◆ **Request**: Report every line of the material below that contains the word "white", counting only matches with the same case.

◆ **Record set**:
——
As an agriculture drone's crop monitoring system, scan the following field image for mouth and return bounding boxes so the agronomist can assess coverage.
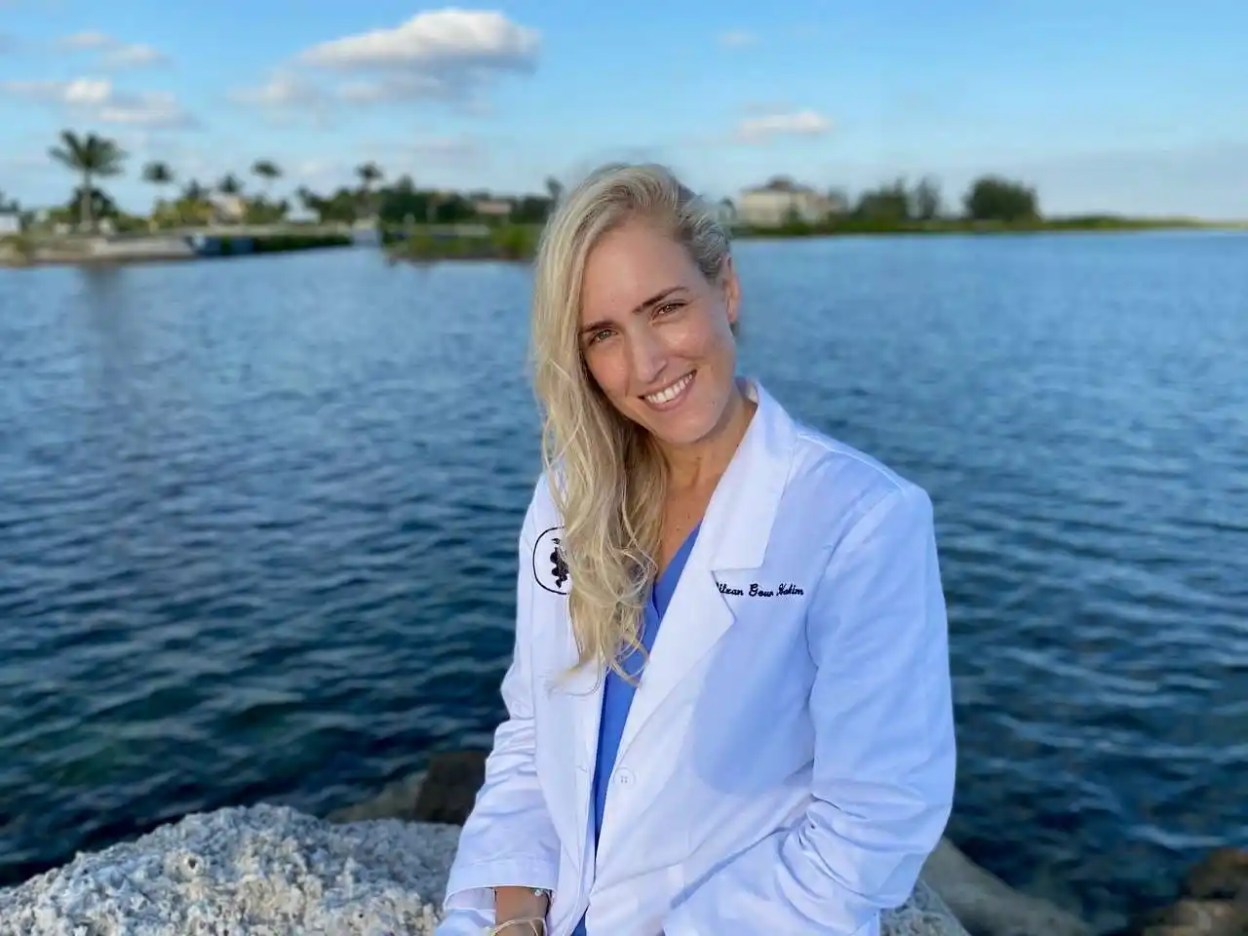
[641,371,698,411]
——
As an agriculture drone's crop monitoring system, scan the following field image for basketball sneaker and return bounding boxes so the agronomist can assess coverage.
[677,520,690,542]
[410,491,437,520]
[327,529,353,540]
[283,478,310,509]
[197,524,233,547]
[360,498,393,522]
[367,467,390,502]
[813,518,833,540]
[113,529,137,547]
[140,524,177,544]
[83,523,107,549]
——
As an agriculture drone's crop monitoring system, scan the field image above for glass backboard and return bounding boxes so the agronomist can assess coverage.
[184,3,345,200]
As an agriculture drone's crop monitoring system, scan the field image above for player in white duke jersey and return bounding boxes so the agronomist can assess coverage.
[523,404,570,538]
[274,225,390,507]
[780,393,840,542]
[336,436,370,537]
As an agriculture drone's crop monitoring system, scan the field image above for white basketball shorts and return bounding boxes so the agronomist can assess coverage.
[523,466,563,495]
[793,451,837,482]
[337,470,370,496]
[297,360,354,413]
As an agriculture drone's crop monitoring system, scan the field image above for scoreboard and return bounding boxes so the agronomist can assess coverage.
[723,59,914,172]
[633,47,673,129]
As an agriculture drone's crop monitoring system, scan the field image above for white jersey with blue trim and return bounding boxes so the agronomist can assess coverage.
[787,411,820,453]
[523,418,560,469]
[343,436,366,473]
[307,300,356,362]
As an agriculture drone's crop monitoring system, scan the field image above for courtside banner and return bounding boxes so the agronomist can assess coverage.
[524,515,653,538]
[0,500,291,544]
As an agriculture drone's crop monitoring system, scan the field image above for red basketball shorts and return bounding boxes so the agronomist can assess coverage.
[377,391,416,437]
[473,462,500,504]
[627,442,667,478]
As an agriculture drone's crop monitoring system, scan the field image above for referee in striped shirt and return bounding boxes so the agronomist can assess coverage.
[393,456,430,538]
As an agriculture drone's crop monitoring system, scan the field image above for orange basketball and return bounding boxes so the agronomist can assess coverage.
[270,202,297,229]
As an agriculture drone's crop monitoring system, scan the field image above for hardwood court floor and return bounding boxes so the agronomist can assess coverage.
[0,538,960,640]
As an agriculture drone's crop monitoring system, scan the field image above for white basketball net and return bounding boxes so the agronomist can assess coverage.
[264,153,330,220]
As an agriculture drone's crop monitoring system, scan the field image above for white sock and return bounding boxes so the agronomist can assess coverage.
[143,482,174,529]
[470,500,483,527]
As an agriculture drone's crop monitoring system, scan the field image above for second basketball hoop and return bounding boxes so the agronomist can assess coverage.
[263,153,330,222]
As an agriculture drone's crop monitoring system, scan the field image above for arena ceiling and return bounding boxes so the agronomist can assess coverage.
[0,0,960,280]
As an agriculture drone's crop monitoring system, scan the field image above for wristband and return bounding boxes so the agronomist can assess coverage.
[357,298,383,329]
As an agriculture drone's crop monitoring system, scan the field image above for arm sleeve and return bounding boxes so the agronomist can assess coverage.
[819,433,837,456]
——
◆ **Answer for this exercise**:
As an agriculture drone's crop monitoring system, scan the field image above for player in white duke jersey and return bounding boxes so the agronomist can assess coverage.
As an agriculture drone's crop monitoring system, scan the field image above for white basketball shorts and return bounding boxes so the agronomist can assess coverage.
As an agriculture drone's crop monitoring system, scan the field image above for white jersey with blue trim and return bounding boxes so the agronomist can assess coverage.
As an agriculture drone's crop monitoring system, scan the field image above for white basketball net and return bounding boxes so the agronomist can assess coverage.
As an agriculture drone's crop monitoring system, scan the field image above for white sock and return bounding boxes so the agronomist can assess coverage.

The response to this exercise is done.